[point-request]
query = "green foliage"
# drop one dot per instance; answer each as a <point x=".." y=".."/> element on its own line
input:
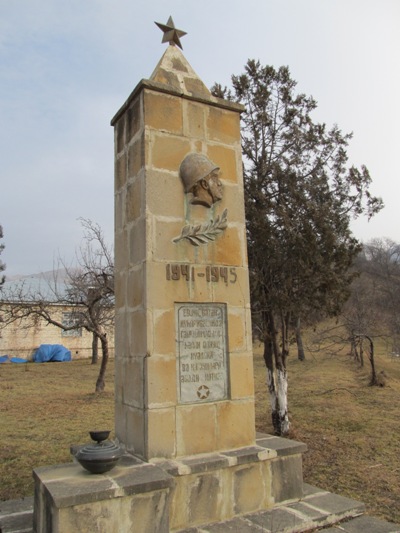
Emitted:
<point x="300" y="197"/>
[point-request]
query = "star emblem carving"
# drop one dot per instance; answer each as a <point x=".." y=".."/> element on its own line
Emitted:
<point x="203" y="392"/>
<point x="171" y="34"/>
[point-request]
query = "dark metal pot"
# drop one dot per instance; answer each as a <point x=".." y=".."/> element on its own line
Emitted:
<point x="100" y="457"/>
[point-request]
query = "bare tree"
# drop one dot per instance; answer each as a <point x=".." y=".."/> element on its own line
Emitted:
<point x="86" y="287"/>
<point x="2" y="265"/>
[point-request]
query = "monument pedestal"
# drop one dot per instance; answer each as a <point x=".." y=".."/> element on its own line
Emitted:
<point x="169" y="495"/>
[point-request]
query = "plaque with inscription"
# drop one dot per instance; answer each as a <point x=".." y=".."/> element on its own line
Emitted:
<point x="202" y="361"/>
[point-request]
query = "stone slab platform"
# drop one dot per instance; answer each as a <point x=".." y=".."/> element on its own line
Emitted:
<point x="318" y="511"/>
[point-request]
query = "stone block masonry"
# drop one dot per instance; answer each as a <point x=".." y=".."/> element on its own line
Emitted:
<point x="184" y="382"/>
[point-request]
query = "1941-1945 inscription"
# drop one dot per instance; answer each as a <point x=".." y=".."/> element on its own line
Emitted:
<point x="202" y="364"/>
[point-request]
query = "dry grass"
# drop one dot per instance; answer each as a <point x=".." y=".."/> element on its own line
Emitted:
<point x="352" y="430"/>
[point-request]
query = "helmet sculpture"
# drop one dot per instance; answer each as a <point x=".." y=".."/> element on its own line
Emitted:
<point x="194" y="168"/>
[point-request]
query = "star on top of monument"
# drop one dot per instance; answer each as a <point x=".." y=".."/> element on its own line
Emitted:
<point x="171" y="34"/>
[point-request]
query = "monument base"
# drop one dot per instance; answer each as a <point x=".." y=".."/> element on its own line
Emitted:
<point x="169" y="495"/>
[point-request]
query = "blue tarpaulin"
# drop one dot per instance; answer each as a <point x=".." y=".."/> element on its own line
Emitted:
<point x="6" y="359"/>
<point x="51" y="352"/>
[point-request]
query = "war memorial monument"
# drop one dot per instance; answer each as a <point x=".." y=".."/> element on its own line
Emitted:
<point x="184" y="396"/>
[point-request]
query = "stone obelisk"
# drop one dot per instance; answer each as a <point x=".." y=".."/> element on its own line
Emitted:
<point x="184" y="375"/>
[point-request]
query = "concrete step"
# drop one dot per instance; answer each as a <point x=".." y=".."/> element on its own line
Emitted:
<point x="16" y="516"/>
<point x="317" y="511"/>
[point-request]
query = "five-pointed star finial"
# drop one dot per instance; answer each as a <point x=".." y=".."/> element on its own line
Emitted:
<point x="171" y="34"/>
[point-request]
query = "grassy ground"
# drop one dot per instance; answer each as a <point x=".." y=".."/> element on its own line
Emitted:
<point x="352" y="430"/>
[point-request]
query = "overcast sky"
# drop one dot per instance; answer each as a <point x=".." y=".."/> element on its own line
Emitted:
<point x="66" y="67"/>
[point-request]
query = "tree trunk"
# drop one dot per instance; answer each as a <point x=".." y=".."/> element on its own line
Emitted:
<point x="361" y="353"/>
<point x="299" y="341"/>
<point x="95" y="349"/>
<point x="100" y="383"/>
<point x="276" y="379"/>
<point x="273" y="397"/>
<point x="282" y="401"/>
<point x="374" y="378"/>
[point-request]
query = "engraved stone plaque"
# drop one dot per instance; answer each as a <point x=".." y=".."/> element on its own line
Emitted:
<point x="202" y="361"/>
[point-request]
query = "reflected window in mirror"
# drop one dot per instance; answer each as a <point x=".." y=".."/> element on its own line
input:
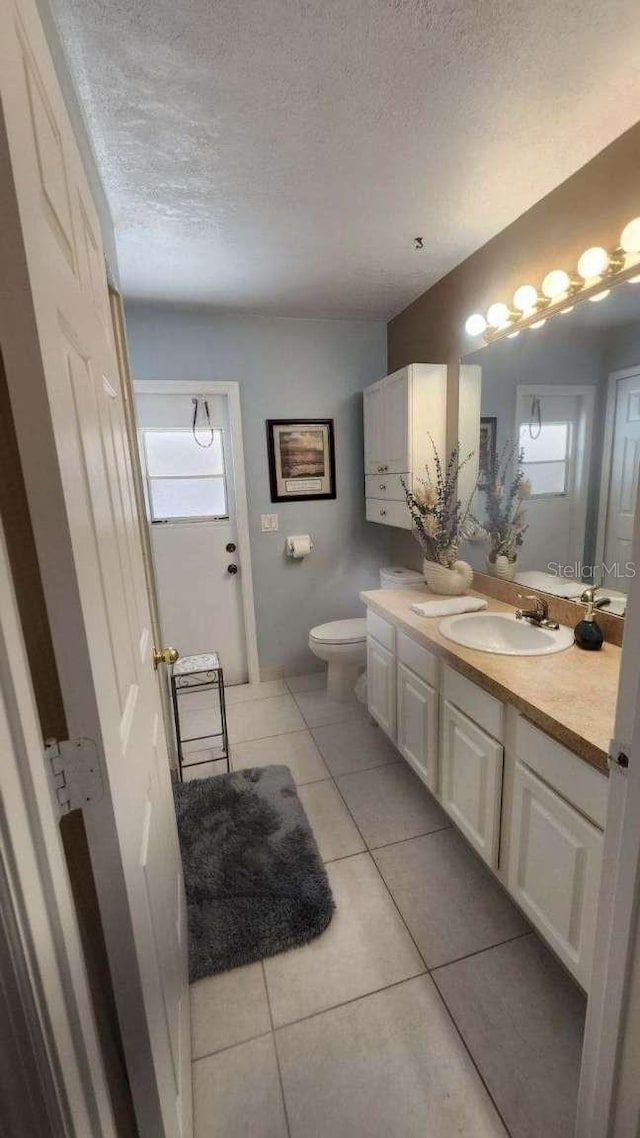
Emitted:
<point x="567" y="397"/>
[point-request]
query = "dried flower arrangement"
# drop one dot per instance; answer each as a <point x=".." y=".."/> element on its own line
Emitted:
<point x="440" y="519"/>
<point x="505" y="525"/>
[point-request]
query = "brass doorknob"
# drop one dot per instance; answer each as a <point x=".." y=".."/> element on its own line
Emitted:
<point x="165" y="656"/>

**Exercise prompt:** Repeat the records exactly but leave out the images.

**Written answer:**
[point-request]
query = "green foliage"
# drop one dot per instance; answer each as a <point x=".." y=".."/> element on its own line
input:
Emitted:
<point x="300" y="197"/>
[point-request]
query = "star emblem carving"
# drop one dot per instance; answer each as a <point x=".." y=".."/> element on its own line
Emitted:
<point x="203" y="392"/>
<point x="171" y="34"/>
[point-request]
query = "dark metal pot"
# drop one dot per instance; answer each as a <point x=".." y=".."/> element on its own line
Emitted:
<point x="100" y="457"/>
[point-request]
query = "bare tree"
# drop one dot per instance; answer each as a <point x=".." y=".."/> element on its own line
Emitted:
<point x="86" y="287"/>
<point x="2" y="265"/>
[point-request]
query = "monument pedestal"
# drop one dot per instance; answer each as a <point x=".." y=".."/> element on its own line
Emitted:
<point x="169" y="495"/>
[point-request]
query = "plaque with inscription"
# drop one dot per instance; answer each as a <point x=".." y=".."/> element on its own line
Emitted:
<point x="202" y="361"/>
[point-request]
query = "stone slab platform"
# drop one dot per instance; answer each as a <point x=".." y=".."/> element on its own line
Emitted:
<point x="318" y="511"/>
[point-request]
query = "stone block masonry"
# drop one dot per instance; answer each as a <point x=".." y=".."/> element on its own line
Emitted:
<point x="184" y="382"/>
[point-request]
query = "1941-1945 inscription"
# drop one dot per instance; answer each as a <point x=".." y=".."/> element on its own line
Emitted:
<point x="202" y="364"/>
[point-request]
query = "dry grass"
# drop one dot per instance; answer each as a <point x=".." y=".."/> element on its own line
Emitted:
<point x="352" y="430"/>
[point-request]
query = "helmet sculpture"
# drop one dot per instance; answer each as a <point x=".." y=".."/> element on its own line
Emitted:
<point x="194" y="168"/>
[point-request]
query = "star on top of monument"
# drop one dot per instance; answer each as a <point x=".." y=".."/> element on its own line
Emitted:
<point x="171" y="34"/>
[point-request]
query = "monument base"
# drop one dot per instance; answer each as a <point x=".." y=".."/> element on its own line
Emitted:
<point x="169" y="495"/>
[point-request]
query = "blue tarpaulin"
# drop one dot per instance; answer each as a <point x=".." y=".."/> element on its own line
Emitted:
<point x="6" y="359"/>
<point x="51" y="352"/>
[point-request]
query = "war memorial monument"
# drop one dot per instance; answer each as a <point x=".." y=".."/> element on its own line
Emitted:
<point x="184" y="396"/>
[point-request]
query = "stone obelisk"
# drop one dot per instance; answer each as a <point x=".." y=".."/> element on its own line
Emitted:
<point x="184" y="375"/>
[point-request]
query = "concrete step"
# drop one dot per instance; answer each as a <point x=".." y=".."/> element on its own line
Emitted:
<point x="16" y="516"/>
<point x="317" y="511"/>
[point-request]
query = "five-pointed star finial"
# drop one dot per instance; answer each as a <point x=".." y=".."/> element on its own line
Emitted:
<point x="171" y="34"/>
[point-request]
query = "grassy ground"
# drop one dot per instance; answer each as a <point x=".." y=".."/> element on its own line
Emitted:
<point x="352" y="430"/>
[point-request]
query = "overcast sky"
# drop one dot per instance; answer each as a <point x=".." y=".."/> element on its own line
Emitted:
<point x="66" y="67"/>
[point-request]
query = "tree trunk"
# drop one dot per instance; answer each as a <point x=".." y=".."/> element on its own line
Emitted:
<point x="361" y="353"/>
<point x="299" y="341"/>
<point x="95" y="349"/>
<point x="100" y="383"/>
<point x="276" y="379"/>
<point x="273" y="397"/>
<point x="282" y="401"/>
<point x="374" y="378"/>
[point-request]
query = "engraved stone plaque"
# drop one dot per instance; answer each as a <point x=".." y=".."/> element on its own line
Emitted:
<point x="202" y="361"/>
[point-request]
query = "reflected window in mirror"
# drop one dot per instance; answer each as a <point x=".." y=".."/> element on its own line
input:
Emitted:
<point x="567" y="397"/>
[point-request]
query = "dried flower arrangement"
# drop one dot per instance; answer each as a <point x=".." y=".."/> element on its own line
Emitted:
<point x="440" y="519"/>
<point x="505" y="525"/>
[point-request]
query = "brass doorknob"
# drop one dot per instance; answer each as a <point x=".." y=".."/> element on its own line
Emitted:
<point x="165" y="656"/>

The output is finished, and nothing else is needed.